TASK REQUIREMENTS:
**a.** In the article about Mike Flanagan's Carrie series, who plays the title role?
**b.** From the article about Mike Flanagan's Carrie series, reproduce word for word the passage starting with "The first-look images" and going on through "Sloyan also appearing.".
**c.** Write what comes next in the article about Mike Flanagan's Carrie series, picking up after its final sentence.

QUOTED PASSAGE:
+===+

First look at Mike Flanagan’s Carrie series
Check out first look at Mike Flanagan's updated re-telling of the hit Stephen King debut.
The first-look images of The Haunting of Hill House director Mike Flanagan’s updated version of Carrie, based on Stephen King’s debut novella of the same title, have been released. The miniseries will see Summer H. Howell appear in the titular role of a bullied, isolated girl who discovers she has a telekinetic gift.
Additional cast members include Siena Agudong, Alison Thornton, Thalia Dudek, Amber Midthunder, Josie Totah, Arthur Conti, and Joel Oulette, with Matthew Lillard and Samantha Sloyan also appearing.

+===+

DATA FOR REVIEW:
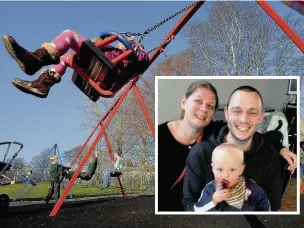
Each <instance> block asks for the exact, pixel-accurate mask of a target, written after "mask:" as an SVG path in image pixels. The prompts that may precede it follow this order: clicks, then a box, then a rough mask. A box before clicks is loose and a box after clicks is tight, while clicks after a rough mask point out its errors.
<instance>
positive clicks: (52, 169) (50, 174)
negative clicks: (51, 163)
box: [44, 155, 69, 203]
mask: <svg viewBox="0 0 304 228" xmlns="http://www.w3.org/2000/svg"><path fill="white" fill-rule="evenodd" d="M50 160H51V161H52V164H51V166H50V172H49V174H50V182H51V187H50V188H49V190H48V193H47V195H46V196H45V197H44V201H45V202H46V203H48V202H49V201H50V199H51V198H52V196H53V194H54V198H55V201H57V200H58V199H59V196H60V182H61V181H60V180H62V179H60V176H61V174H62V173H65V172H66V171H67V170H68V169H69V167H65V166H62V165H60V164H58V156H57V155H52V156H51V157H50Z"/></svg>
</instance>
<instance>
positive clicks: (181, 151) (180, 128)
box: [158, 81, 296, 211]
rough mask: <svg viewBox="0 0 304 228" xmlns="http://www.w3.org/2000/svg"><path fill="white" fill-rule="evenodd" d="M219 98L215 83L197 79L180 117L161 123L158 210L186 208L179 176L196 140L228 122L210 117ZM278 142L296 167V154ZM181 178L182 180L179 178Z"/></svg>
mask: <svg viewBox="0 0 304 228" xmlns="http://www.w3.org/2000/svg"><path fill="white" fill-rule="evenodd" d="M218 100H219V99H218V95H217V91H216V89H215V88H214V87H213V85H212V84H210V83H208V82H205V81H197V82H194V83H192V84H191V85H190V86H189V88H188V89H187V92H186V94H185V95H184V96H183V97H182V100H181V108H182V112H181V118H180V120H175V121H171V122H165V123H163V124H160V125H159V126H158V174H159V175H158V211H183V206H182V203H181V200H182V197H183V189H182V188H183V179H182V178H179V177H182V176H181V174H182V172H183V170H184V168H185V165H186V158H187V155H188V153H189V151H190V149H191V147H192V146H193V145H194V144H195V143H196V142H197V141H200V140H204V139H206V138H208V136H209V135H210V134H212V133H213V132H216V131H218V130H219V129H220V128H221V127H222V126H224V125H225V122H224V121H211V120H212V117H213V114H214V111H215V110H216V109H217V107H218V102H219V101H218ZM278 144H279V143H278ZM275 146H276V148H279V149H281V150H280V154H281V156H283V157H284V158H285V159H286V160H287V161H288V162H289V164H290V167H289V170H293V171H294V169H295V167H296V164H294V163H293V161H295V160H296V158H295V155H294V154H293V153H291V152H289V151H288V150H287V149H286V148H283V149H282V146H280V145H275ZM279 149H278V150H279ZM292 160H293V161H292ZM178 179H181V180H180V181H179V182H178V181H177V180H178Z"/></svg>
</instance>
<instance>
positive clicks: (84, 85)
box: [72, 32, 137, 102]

+===+

REPLIES:
**a.** Summer H. Howell

**b.**
The first-look images of The Haunting of Hill House director Mike Flanagan’s updated version of Carrie, based on Stephen King’s debut novella of the same title, have been released. The miniseries will see Summer H. Howell appear in the titular role of a bullied, isolated girl who discovers she has a telekinetic gift.
Additional cast members include Siena Agudong, Alison Thornton, Thalia Dudek, Amber Midthunder, Josie Totah, Arthur Conti, and Joel Oulette, with Matthew Lillard and Samantha Sloyan also appearing.

**c.**
Upon the images’ release, the director discussed his approach to retelling King’s hit debut novel, stating, “Typically, when you’re adapting a Stephen King book, the mission is completely different. It’s about, How do you make it smaller?”
“This was the complete inverse,” Flanagan added. “If we’re going to tell the story of Carrie White in longform, how do we make it expand?”
Flanagan acknowledges the Society director Brian De Palma “adapted [the book] faithfully and beautifully 50 years ago” in not only the most famous take on King’s work, but one of the most recognised and loved horror films ever made.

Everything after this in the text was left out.